▶ _WHAT THE TASK ASKS_: Say whether each statement agrees with the comment on net slang below, answering yes or no and quoting the words that decide it: (a) trucker-speak of the 70s is named as an antecedent of LEET slang; (b) the film "Land Where the Blues Began" is said to deal with the Great Migration at its start; (c) toasting is described as a little-known performance style.

▶ _DOCUMENT SEGMENT_:
Dorky white LEET net slang isn't traced tenuously back to some Anglo cultural "tradition"

Yes, it is; I'm not sure why anyone would reasonably suggest that it's not. It's just the latest manifestation of coded language, or coterie speech, within a specifically privileged group. You can find endless antecedents, from GI slang of World War II to the trucker-speak of the 70s to London underworld cant. There's nothing new under the sun in terms of human behavior; it simply adapts to local conditions and changes flavor.

Though you claim not to have found anything in my links, you definitely didn't watch "Land Where the Blues Began", or you'd have a pretty clear illustration of where the Sugar Hill Gang and Fatback may have gotten some ideas - via the Great Migration from the American south in the 20th century. (Yeah, I know, it's at the end of the film). Toasting is such an obvious and well-documented performance style in African-American culture that it would be ridiculous to suggest that it had no impact at all on early rap artists.

▶ _DATASET EXCERPTS_:
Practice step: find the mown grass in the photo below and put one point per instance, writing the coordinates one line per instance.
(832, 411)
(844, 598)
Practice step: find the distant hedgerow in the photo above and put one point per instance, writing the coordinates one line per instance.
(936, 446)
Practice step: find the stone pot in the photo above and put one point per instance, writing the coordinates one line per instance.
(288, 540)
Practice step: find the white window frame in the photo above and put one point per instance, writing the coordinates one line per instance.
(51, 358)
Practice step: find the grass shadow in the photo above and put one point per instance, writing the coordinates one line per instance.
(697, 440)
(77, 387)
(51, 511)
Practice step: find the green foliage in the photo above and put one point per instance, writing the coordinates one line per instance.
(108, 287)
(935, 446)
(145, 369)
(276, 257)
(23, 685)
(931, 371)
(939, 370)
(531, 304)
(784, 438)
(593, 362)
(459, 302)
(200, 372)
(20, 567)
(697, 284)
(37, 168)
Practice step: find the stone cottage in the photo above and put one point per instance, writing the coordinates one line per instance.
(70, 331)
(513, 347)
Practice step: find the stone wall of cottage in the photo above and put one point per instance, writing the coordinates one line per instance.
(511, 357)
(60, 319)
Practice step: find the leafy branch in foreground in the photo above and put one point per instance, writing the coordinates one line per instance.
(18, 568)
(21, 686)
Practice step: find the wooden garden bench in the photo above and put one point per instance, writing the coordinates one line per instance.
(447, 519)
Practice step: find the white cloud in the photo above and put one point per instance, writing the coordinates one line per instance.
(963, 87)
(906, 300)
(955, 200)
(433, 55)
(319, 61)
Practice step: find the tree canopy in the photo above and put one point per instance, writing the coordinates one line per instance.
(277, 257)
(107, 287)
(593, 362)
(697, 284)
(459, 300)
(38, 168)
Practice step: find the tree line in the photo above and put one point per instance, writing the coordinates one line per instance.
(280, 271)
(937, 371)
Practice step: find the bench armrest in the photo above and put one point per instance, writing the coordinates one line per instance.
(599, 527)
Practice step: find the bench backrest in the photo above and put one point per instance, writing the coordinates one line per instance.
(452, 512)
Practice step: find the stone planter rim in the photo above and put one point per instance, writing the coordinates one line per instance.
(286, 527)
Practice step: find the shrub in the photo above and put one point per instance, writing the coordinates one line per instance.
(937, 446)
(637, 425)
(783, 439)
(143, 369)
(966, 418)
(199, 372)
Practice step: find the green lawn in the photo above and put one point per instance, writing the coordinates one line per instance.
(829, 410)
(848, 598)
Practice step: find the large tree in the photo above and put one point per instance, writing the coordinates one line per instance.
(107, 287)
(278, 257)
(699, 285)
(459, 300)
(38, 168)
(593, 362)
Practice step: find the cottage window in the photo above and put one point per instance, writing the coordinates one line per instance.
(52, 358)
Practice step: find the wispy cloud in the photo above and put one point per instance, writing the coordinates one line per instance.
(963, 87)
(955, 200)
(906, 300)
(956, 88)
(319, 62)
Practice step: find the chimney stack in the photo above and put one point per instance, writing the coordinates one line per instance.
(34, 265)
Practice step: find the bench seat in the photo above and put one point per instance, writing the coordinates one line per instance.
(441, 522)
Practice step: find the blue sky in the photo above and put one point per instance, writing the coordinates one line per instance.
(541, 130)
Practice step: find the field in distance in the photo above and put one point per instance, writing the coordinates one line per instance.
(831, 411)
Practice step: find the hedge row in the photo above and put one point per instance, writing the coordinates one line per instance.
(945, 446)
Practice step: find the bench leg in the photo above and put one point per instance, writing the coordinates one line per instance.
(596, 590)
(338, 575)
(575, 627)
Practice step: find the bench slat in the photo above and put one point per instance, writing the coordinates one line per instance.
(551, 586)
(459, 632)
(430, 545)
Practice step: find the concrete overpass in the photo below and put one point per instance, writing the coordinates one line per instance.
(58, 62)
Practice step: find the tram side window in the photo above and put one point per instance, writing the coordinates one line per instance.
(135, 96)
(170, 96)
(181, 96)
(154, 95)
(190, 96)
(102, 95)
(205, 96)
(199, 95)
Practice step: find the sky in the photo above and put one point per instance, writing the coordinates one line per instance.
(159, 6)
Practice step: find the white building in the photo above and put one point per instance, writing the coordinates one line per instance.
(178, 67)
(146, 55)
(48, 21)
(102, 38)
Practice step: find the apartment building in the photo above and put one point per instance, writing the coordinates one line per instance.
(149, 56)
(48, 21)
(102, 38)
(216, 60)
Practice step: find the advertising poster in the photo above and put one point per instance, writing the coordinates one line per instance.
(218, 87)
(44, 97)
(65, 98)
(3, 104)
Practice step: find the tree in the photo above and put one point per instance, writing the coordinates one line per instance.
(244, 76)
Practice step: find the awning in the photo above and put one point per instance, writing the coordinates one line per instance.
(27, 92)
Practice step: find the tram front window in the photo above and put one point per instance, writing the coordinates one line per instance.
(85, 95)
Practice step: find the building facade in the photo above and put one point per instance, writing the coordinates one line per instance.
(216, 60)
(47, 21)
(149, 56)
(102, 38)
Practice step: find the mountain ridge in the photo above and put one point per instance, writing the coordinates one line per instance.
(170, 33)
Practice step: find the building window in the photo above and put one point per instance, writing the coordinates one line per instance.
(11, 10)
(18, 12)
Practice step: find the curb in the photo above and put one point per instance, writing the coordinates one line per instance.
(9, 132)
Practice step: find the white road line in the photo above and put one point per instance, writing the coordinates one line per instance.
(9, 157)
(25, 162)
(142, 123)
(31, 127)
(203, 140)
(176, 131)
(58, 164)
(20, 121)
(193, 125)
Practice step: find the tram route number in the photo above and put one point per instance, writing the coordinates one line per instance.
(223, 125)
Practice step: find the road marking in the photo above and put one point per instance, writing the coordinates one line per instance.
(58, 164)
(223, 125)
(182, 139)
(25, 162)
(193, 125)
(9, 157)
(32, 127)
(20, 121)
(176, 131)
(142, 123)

* * *

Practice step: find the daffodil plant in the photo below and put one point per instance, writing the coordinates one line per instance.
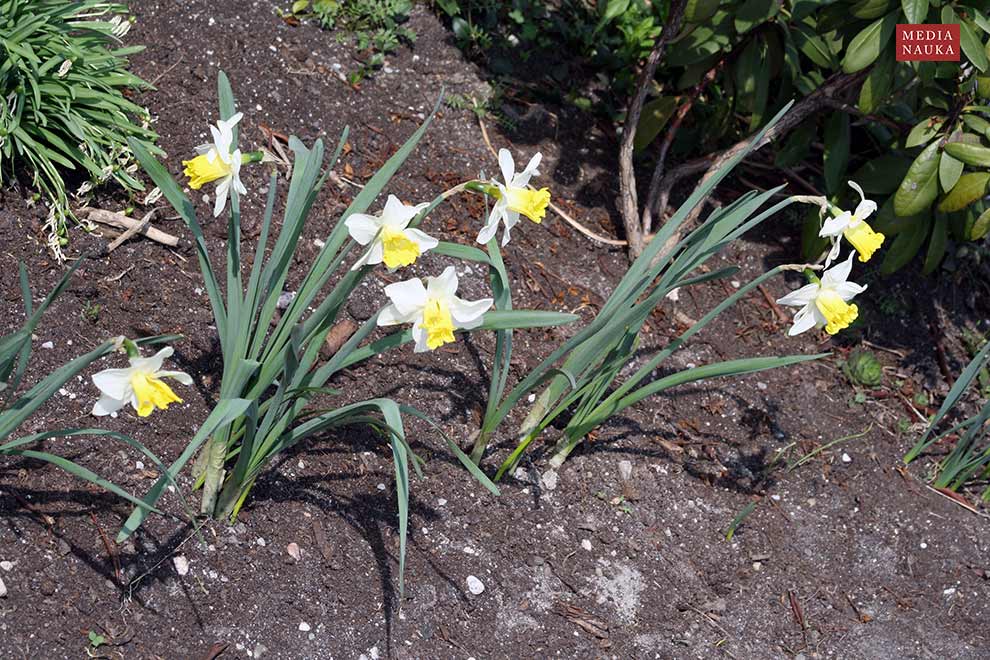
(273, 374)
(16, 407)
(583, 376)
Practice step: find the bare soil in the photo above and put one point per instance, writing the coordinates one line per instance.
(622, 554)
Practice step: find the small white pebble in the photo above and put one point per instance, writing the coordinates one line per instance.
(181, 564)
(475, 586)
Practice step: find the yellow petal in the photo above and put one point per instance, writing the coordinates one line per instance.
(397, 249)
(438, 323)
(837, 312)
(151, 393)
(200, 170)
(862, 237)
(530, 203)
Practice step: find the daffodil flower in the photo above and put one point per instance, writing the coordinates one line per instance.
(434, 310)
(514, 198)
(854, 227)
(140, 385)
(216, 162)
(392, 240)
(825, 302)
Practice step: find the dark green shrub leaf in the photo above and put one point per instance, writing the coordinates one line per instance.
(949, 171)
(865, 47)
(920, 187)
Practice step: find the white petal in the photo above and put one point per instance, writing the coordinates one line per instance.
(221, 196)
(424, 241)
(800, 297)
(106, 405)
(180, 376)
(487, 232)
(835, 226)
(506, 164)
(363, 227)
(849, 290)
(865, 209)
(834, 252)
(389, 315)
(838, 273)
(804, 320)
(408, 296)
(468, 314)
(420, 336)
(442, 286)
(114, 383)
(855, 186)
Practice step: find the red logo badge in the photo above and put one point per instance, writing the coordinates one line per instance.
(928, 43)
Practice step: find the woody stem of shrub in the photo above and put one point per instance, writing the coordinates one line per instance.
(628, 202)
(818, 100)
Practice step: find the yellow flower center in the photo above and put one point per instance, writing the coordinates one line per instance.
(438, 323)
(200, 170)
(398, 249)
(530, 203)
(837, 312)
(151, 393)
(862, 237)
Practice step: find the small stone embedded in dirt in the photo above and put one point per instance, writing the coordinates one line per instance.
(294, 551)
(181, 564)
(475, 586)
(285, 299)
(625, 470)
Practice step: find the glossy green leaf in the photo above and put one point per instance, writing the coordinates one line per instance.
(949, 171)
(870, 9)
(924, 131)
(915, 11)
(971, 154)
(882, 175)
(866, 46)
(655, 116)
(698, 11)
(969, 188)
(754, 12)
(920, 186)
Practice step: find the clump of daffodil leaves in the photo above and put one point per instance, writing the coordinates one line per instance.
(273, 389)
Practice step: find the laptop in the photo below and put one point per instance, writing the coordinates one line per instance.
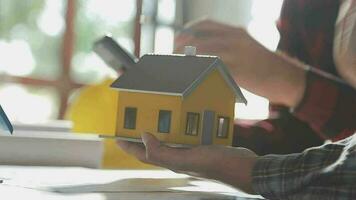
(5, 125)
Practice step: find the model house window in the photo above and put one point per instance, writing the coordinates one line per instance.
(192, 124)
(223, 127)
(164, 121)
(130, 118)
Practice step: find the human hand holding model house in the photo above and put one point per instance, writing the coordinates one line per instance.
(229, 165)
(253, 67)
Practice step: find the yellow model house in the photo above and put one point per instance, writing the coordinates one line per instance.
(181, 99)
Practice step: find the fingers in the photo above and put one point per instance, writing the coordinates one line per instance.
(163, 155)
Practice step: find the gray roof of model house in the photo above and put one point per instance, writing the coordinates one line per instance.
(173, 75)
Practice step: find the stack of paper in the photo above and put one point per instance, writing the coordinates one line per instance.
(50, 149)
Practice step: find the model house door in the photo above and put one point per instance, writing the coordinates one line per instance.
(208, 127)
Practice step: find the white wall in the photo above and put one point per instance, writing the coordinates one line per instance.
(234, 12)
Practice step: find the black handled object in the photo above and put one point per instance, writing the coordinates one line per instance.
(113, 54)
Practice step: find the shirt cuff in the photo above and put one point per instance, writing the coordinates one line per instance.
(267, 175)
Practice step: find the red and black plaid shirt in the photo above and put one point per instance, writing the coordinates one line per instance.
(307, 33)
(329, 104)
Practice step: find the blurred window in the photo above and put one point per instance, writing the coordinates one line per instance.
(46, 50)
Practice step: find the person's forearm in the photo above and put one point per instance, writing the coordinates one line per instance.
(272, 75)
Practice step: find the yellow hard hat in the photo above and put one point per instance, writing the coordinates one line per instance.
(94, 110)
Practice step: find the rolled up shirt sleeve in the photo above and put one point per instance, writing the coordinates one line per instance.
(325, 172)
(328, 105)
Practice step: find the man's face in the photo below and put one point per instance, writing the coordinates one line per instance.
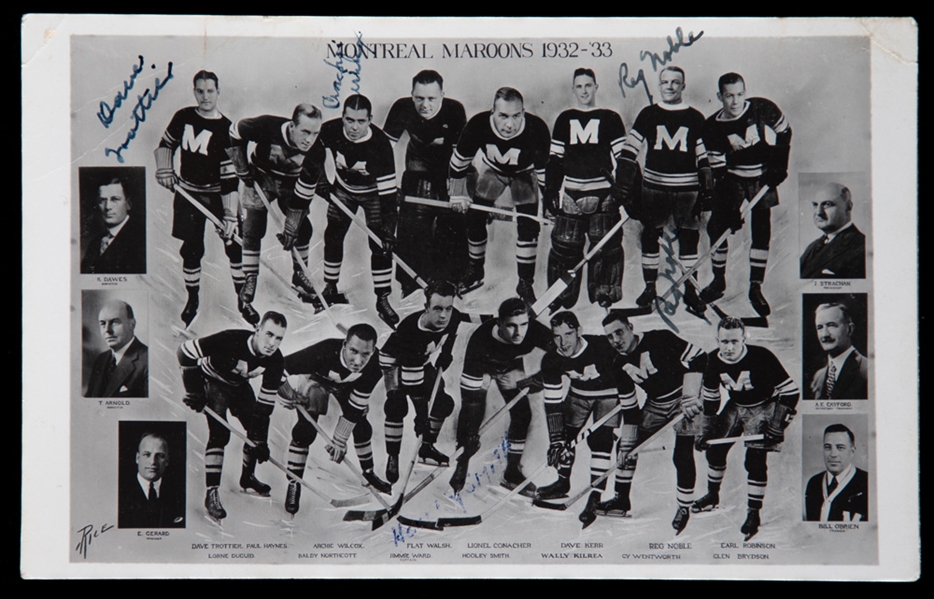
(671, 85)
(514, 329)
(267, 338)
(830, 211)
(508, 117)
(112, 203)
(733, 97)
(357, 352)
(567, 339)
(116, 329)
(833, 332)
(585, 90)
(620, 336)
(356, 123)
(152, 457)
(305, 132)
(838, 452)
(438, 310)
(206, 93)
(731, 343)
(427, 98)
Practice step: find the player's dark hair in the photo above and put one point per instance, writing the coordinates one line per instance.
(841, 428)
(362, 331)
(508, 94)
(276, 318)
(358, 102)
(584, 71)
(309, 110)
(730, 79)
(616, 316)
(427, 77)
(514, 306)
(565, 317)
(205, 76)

▶ _TASK OUTPUT_:
(a) Yes: "from GI slang of World War II to the trucker-speak of the 70s to London underworld cant."
(b) No: "(Yeah, I know, it's at the end of the film)."
(c) No: "Toasting is such an obvious and well-documented performance style in African-American culture."